EXERCISE TEXT
━━━━━━

Now, I’m not expert on the Presidential Records Act so we’re going to have to leave that to the really smart clever lawyers on the Republican and Democrat side of the aisle to slug out and claim respective victory when the dust settles on this one.

What’s playing out in the headlines is what we see everyday within the four walls of companies where, even in the absence of an official inquiry or investigation, there is a significant challenge in getting at sent/received emails. This is due in part to a lack of understanding from those that are asking for them and significant technical challenges on those that are charged with getting them.

It may be easy for you to go to your inbox and find an email, but until you try sifting through months and years of emails for thousands of employees stored in various locations and formats that include everything from vacation pictures to system alerts to newsletters you will not truly appreciate the nature of this problem.

Inbox or Sent Items – which folder can you live without?

Not that this question ranks up there with the greatest of all time, but it did come up recently in a conversation and thought it was worth sharing.

Regardless of whether technically you could lose one and not the other is not the issue here rather which do you put more value on?  If your inbox was taken away, would your world come to a halt?

I suppose this is dependent on what you do and how you manage your information.  If you are like most people, your email is your central file repository, contact manager, and #1 business application used during the day. Here’s how I see it:

   1. Inbox – information sent to you and/or many others

    * No control over who sends you what (other than spam/virus filters)
    * Some control upon receipt by automated or manual folders (managed folders approach)
    * Includes informational or no action types of messages where you are one of many, a distribution list member, or CC/BCC
    * Receiving something (i.e., successful delivery) is not the same as accepting it, agreeing with it, or implying you will act on it
    * Greater propensity to reply to an important messages thereby putting a copy of it in the Sent Folder

   2. Sent Folder – information you share with identified recipients

    * You send fewer emails than you receive and this requires deliberate action
    * Creates a personal audit trail to “prove” that you did something and when
    * Contains your original or modified work product (including ability to find the most recent one)
    * Identifies your most important contacts or at least those that you interact with more frequently

For me, I would choose the Inbox to live without. Maybe this is a function of how I work and spend my day – right or wrong. Whether you could live without both is another post.

Is an IM chat a business record?

━━━━━━

DATA EXTRACTS
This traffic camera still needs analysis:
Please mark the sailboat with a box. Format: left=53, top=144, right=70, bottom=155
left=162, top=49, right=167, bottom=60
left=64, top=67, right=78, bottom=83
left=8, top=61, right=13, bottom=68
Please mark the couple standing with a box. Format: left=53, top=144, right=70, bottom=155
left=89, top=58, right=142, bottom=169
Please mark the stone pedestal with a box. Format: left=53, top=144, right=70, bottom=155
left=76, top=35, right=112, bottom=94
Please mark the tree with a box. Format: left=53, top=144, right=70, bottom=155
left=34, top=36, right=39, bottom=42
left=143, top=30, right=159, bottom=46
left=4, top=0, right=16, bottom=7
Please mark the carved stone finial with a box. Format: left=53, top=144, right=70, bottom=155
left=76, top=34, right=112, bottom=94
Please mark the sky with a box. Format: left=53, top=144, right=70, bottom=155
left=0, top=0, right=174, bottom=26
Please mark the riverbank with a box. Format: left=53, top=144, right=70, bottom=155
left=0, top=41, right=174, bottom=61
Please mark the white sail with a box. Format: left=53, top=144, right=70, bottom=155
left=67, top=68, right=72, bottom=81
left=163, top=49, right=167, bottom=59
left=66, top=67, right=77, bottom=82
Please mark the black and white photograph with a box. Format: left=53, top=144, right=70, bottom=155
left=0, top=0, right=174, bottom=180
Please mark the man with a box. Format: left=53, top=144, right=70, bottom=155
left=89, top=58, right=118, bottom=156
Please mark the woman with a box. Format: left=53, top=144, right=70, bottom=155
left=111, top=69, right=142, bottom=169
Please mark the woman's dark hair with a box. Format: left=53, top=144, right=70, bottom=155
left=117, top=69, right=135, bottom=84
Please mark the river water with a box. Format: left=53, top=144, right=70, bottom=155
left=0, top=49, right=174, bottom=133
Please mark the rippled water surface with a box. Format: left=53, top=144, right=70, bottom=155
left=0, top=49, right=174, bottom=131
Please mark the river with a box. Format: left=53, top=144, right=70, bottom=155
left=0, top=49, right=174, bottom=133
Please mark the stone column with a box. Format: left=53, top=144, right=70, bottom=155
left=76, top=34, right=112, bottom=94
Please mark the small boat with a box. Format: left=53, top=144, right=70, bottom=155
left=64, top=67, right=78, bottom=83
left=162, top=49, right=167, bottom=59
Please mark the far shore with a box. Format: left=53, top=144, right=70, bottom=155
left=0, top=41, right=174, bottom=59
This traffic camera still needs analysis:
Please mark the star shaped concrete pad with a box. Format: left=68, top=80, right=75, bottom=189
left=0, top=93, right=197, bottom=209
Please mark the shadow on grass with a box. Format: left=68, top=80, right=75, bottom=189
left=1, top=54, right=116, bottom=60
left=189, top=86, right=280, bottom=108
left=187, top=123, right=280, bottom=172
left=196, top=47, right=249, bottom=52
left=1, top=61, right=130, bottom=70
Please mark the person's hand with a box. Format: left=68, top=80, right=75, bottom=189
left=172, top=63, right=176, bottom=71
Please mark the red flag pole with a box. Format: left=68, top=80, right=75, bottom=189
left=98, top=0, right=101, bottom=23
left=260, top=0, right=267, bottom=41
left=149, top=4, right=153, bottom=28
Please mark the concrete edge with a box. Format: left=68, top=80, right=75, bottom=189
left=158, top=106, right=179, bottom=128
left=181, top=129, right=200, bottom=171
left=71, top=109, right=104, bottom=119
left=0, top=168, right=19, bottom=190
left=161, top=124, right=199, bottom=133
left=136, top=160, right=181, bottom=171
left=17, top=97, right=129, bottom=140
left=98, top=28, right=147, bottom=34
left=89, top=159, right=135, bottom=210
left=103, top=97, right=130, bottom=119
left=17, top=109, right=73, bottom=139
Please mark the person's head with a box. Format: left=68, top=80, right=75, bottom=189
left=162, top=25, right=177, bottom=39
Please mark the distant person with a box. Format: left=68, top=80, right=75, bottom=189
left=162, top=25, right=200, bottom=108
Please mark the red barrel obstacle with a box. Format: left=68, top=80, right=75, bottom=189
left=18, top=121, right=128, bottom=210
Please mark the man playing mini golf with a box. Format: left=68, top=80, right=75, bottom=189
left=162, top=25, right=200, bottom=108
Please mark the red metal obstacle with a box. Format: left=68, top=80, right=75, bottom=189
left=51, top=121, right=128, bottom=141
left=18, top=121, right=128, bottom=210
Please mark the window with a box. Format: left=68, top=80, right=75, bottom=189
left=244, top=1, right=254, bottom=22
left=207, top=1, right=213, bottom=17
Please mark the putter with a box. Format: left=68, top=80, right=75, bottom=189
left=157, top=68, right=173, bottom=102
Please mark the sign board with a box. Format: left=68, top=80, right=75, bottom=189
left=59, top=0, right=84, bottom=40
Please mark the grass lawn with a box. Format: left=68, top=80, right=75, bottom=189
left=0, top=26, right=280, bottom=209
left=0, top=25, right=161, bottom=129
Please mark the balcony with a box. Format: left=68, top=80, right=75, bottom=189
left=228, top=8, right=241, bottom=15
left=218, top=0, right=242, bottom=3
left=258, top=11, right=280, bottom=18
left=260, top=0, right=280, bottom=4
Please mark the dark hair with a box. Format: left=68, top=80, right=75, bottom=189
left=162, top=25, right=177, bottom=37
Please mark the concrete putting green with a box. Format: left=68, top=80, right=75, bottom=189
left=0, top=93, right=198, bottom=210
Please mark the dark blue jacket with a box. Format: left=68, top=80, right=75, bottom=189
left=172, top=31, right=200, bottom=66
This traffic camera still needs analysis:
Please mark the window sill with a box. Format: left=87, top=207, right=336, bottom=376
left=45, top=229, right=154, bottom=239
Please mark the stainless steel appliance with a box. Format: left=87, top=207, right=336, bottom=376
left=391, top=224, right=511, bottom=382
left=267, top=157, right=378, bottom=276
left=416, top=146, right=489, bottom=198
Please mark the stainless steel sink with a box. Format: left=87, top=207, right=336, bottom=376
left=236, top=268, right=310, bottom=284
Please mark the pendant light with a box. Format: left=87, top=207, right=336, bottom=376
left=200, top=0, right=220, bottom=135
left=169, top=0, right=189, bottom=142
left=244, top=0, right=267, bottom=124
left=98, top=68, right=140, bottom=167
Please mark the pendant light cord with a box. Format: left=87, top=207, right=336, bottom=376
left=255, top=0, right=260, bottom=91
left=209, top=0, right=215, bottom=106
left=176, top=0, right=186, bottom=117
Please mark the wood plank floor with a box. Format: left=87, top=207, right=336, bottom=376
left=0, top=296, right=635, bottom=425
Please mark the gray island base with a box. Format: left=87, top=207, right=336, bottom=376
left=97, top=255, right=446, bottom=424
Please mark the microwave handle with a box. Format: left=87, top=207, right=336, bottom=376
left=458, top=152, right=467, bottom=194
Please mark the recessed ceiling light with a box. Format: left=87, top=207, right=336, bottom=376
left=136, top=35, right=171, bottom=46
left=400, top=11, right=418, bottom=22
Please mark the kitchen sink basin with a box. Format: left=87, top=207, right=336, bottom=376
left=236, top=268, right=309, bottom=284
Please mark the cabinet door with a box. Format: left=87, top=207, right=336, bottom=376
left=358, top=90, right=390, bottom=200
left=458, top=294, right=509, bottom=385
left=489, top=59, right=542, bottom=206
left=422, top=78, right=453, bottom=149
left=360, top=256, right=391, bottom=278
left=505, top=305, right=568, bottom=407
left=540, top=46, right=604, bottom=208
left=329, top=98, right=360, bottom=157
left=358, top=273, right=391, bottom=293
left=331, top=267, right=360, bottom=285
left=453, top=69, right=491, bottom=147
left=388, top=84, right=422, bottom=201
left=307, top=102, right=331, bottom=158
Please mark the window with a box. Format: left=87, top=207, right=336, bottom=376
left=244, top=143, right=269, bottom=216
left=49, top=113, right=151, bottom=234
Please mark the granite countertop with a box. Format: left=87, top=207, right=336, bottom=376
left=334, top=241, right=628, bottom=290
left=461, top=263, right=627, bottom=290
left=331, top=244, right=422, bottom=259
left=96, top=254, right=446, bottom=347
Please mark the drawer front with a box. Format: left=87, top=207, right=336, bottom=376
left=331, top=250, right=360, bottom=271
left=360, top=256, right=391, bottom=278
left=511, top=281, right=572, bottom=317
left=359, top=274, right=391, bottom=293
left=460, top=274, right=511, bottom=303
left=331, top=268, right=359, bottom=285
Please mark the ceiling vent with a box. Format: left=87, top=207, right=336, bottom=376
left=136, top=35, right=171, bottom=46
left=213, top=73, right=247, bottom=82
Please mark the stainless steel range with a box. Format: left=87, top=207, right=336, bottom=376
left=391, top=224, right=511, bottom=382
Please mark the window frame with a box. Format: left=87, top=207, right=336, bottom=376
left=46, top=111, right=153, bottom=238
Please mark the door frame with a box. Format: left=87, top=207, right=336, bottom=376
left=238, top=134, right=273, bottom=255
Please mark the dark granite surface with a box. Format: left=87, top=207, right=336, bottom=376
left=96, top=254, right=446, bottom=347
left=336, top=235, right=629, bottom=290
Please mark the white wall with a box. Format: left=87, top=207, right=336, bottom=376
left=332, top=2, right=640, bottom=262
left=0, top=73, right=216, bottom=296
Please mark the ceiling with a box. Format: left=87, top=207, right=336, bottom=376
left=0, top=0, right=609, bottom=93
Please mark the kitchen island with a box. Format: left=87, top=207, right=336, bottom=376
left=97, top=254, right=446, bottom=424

━━━━━━

PROMPT A
In the email folders text, which folder does the writer say they would choose to live without?
PROMPT B
Using the email folders text, explain why companies have difficulty getting at sent and received emails. Answer in one to three sentences.

PROBLEM SOLUTION A
The writer would choose to live without the Inbox.

PROBLEM SOLUTION B
The text attributes the difficulty in part to a lack of understanding among those asking for the emails and to significant technical challenges for those charged with retrieving them. Those challenges arise because the emails of thousands of employees span months and years and are stored in various locations and formats. They also include everything from vacation pictures to system alerts to newsletters.